Carol first becomes aware of what’s happening as a result of protestations by one of her patients (Veronica Cartwright, overacting even more brutally than she did in Kaufman’s picture) that her husband isn’t really her husband, and by the appearance of a bit of suspicious glop in Oliver’s Halloween candy. The situation quickly deteriorates as most of the population succumbs to the pandemic. But Carol, her significant other Dr. Ben Driscoll (Daniel Craig), and his research buddy Stephen Galeano (Jeffrey Wright) struggle on against the blight, with Carol desperately trying to rescue Oliver from Tucker’s clutches while staying awake herself.

“Invasion” tweaks the “Body Snatchers” conventions in a few interesting ways, but in most respects the detours it takes prove dead ends. The initial twenty minutes or so generate a real sense of unease, despite an introductory “flash forward” that doesn’t come off, but the picture quickly degenerates into a parent-and-child-fleeing-aliens scenario entirely too reminiscent of the one Kidman’s ex Tom Cruise played out only recently in “War of the Worlds,” and one that isn’t even true to its own silly rules (the play-zombie-to-escape-notice ploy is never remotely credible because of Kidman’s twitchy performance, and when Tucker and his minions pursue Carol and Oliver, they abandon their usual unemotional posture). A subplot involving Czech diplomats (Josef Sommer and Celia Weston) and their Russian friend (Roger Rees) seems utterly extraneous. And the expository techno-babble introduced to explain what’s going on defies even Wright, who has to deliver most of it, while the big car-chase finale seems entirely tacked on (as it apparently was, in Los Angeles reshoots that undermine the authenticity of earlier D.C. location footage). Worst of all, though, is the uplifting coda that effectively carries the curious message that violence and war are good things because they’re evidence of human freedom. Nobody likes the idea of all mankind being turned into pod-people, but the only sane response to this notion is “Huh?”

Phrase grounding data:
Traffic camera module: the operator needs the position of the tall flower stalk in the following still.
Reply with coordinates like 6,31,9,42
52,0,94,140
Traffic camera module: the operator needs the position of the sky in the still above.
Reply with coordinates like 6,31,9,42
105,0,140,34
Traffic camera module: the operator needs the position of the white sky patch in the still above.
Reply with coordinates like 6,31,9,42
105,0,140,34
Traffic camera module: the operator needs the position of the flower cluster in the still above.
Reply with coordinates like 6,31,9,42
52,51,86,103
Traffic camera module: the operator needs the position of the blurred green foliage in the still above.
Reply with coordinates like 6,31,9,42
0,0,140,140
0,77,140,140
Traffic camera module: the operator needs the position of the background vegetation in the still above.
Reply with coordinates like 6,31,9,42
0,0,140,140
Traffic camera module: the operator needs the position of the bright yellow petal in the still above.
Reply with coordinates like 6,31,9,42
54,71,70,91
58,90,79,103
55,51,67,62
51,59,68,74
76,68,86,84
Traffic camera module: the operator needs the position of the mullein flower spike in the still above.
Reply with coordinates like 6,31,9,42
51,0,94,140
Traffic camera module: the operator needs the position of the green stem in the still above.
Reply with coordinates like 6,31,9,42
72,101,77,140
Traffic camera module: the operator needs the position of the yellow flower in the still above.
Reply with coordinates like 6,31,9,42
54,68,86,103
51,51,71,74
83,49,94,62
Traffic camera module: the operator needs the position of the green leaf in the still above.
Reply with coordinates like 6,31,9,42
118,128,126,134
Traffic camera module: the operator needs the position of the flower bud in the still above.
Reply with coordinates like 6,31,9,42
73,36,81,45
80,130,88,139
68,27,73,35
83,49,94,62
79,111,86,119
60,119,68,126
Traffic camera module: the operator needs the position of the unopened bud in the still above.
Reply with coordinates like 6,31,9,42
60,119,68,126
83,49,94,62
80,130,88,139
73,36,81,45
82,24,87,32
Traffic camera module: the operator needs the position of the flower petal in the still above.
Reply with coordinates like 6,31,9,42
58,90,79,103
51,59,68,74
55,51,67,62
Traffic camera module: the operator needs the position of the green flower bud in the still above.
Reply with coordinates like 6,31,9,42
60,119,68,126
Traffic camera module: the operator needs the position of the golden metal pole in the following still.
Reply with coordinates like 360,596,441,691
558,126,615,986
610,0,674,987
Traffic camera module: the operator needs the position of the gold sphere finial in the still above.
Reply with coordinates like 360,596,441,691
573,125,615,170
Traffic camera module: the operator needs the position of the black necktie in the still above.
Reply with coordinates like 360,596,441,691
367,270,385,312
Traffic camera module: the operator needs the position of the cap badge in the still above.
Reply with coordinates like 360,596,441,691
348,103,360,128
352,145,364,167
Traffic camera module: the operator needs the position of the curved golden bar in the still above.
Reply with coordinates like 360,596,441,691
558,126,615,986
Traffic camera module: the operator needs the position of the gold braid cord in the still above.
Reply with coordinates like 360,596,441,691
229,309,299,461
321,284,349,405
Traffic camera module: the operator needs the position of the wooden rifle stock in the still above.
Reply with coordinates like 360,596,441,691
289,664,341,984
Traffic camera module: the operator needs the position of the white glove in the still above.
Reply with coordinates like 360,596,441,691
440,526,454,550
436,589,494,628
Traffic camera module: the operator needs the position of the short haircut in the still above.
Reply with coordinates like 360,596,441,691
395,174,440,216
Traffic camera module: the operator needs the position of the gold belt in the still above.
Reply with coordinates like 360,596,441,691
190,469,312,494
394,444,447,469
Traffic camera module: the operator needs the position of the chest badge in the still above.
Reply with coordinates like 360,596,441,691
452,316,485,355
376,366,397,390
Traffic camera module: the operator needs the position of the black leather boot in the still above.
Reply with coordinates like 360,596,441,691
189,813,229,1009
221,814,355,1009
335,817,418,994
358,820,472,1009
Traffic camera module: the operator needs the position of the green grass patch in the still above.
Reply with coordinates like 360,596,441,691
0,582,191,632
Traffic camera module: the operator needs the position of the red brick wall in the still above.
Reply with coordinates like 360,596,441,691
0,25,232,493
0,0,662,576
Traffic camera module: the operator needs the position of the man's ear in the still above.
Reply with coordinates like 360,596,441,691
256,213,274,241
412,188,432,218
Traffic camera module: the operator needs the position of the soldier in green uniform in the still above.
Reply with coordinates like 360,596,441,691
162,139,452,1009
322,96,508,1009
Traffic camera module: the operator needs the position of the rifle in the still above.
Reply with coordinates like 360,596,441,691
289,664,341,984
* * *
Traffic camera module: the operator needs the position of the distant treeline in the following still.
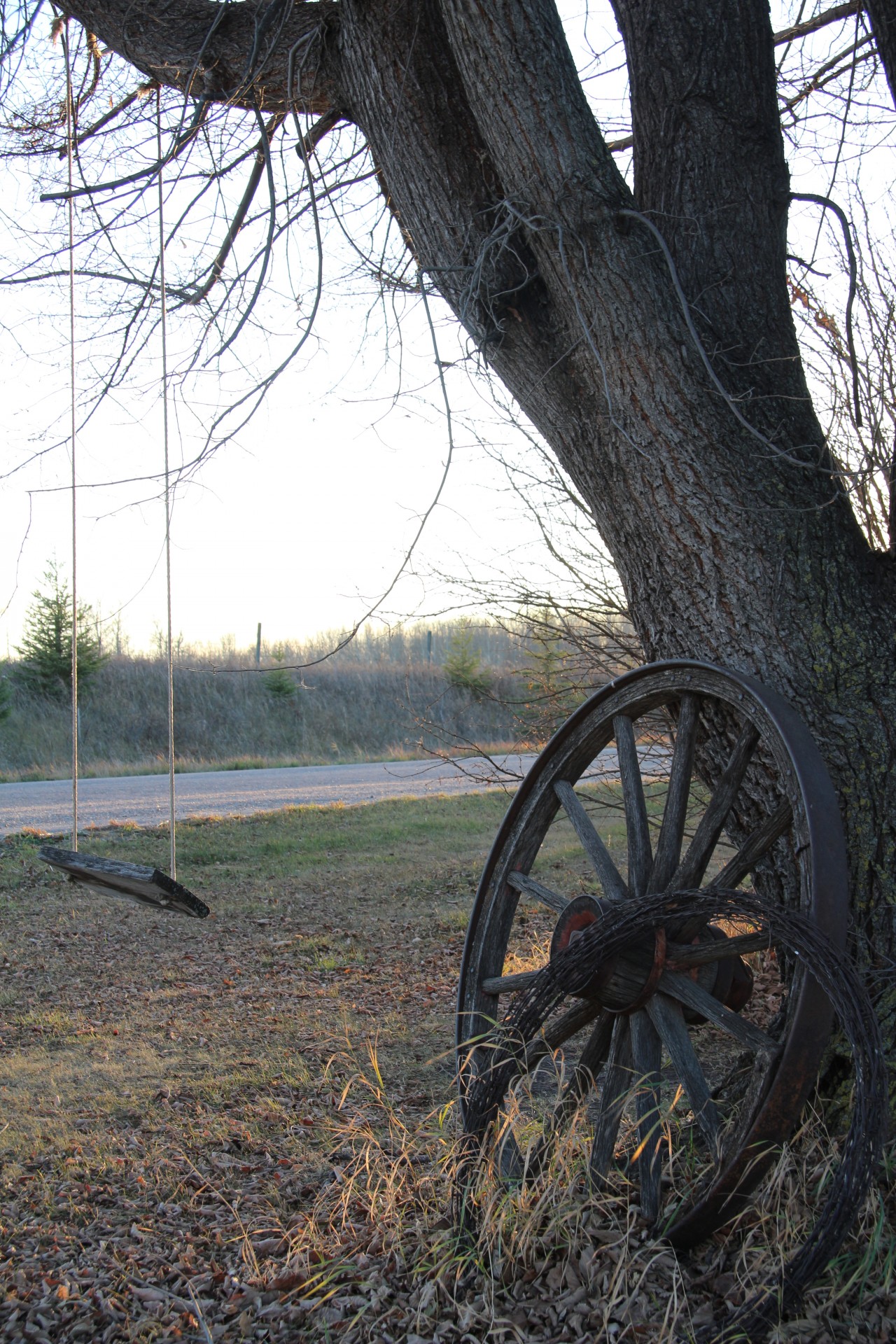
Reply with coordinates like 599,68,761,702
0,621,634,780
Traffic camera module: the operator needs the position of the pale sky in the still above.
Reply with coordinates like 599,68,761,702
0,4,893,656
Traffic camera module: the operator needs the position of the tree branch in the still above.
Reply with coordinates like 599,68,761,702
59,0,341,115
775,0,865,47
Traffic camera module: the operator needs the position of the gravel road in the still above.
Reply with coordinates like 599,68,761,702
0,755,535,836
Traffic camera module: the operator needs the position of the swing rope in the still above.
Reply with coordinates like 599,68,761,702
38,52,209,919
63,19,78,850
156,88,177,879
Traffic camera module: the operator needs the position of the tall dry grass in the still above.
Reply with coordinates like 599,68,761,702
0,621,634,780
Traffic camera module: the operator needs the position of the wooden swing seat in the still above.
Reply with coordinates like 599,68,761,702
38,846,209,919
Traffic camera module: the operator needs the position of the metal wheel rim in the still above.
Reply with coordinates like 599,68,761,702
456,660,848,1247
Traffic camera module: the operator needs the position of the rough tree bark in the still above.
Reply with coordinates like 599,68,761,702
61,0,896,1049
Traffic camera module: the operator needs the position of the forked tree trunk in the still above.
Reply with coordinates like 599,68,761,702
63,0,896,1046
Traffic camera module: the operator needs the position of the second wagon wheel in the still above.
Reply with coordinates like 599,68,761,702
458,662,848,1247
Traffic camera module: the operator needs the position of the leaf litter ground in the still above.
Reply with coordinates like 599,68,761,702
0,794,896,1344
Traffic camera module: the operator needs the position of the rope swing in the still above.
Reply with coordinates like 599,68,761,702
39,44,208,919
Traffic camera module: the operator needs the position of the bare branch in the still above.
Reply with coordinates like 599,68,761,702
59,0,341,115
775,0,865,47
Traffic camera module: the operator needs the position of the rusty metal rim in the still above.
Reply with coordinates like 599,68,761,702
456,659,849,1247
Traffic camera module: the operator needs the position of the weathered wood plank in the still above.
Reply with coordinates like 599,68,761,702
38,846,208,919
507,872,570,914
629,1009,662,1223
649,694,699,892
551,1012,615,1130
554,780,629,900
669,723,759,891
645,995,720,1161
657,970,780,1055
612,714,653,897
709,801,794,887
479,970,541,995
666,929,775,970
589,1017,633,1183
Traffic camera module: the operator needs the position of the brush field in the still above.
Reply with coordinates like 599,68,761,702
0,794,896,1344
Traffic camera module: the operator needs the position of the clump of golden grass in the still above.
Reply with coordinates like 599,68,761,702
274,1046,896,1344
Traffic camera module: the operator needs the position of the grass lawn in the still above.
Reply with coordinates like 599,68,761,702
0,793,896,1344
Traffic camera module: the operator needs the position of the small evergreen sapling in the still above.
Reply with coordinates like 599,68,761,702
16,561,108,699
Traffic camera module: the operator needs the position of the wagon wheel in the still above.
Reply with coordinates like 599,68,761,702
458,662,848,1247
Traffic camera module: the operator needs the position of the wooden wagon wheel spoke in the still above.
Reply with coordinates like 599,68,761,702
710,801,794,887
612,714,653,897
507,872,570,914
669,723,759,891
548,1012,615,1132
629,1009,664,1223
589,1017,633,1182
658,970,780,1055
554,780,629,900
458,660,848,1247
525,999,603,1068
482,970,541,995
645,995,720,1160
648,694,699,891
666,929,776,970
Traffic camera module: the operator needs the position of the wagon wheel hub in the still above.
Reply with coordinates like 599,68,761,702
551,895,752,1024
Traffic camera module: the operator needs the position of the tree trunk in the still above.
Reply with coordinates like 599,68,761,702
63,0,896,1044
---
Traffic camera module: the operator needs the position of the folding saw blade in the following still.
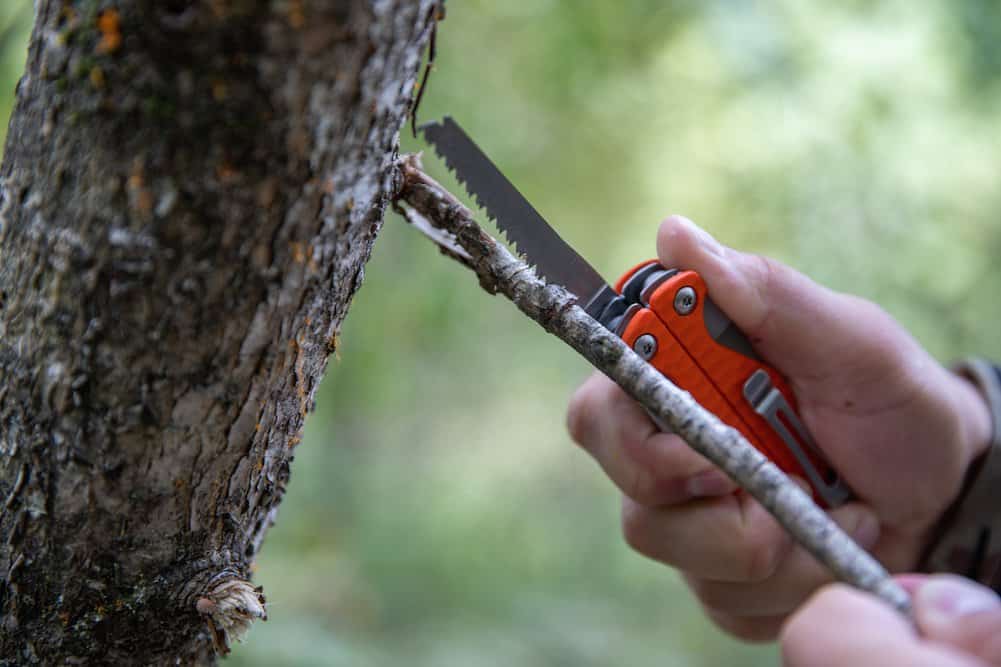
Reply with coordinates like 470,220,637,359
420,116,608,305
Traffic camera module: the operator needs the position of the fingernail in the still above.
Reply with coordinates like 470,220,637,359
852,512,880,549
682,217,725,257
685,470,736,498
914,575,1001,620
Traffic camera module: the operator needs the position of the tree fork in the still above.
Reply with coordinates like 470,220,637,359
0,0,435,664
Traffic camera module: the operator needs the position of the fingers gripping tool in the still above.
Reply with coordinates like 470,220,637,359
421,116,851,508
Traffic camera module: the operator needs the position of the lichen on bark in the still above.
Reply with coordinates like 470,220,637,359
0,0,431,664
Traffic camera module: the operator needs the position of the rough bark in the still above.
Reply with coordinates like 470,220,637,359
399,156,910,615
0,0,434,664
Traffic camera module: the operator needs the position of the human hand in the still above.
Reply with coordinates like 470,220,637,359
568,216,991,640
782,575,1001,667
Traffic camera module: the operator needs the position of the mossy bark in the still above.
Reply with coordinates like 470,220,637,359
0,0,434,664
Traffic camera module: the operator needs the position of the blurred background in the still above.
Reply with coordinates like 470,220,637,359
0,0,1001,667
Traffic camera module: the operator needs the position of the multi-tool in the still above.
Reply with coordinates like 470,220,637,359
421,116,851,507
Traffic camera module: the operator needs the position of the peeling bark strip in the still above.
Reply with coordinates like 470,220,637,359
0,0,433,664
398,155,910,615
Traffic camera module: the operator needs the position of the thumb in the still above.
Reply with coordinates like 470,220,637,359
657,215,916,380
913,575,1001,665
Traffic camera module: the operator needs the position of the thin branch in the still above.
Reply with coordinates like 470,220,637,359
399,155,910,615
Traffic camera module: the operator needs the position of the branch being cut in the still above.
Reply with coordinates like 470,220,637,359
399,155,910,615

PARTS OF THE EXERCISE:
A. According to the film review, who plays Dr. Ben Driscoll?
B. Reproduce word for word the part of the film review that starts at the words "Carol first becomes" and ends after "staying awake herself.".
C. Resume the film review, picking up right after its last sentence.
You can ignore the items; they play no part in what comes next.

RESPONSES FOR EACH TASK:
A. Daniel Craig

B.
Carol first becomes aware of what’s happening as a result of protestations by one of her patients (Veronica Cartwright, overacting even more brutally than she did in Kaufman’s picture) that her husband isn’t really her husband, and by the appearance of a bit of suspicious glop in Oliver’s Halloween candy. The situation quickly deteriorates as most of the population succumbs to the pandemic. But Carol, her significant other Dr. Ben Driscoll (Daniel Craig), and his research buddy Stephen Galeano (Jeffrey Wright) struggle on against the blight, with Carol desperately trying to rescue Oliver from Tucker’s clutches while staying awake herself.

C.
No one in the cast distinguishes himself, with Kidman failing as badly as Cruise did to connect emotionally, the pre-Bond Craig coming across as colorless and bland, Northam appearing all to convincingly wooden, and Wright wasted (in his final scene he looks understandably disgusted)—all of which makes for a decidedly inauspicious Hollywood debut for director Oliver Hirschbiegel (the excellent “Downfall”). In fact, the best performance is given by young Bond, who gives Oliver a degree of sweetness and spunk sorely needed here, especially in view of the cold, antiseptic look of the film accentuated by Rainer Klausmann’s gray, metallic cinematography. Klausmann also opts for odd, off-kilter camera angles that, when joined with Joel Negron and Hans Funck’s blunt-force trauma editing (complete with whiplash montages and flamboyant flashbacks), aim for a disorienting effect that comes off more confused and messy than pleasurably unsettling. (In fairness to Hirschbiegel, Klausmann and writer David Kajganich, it should be noted that the studio took over “The Invasion” and ordered substantial reshooting and re-editing prior to release. Their original cut might have been more interesting.)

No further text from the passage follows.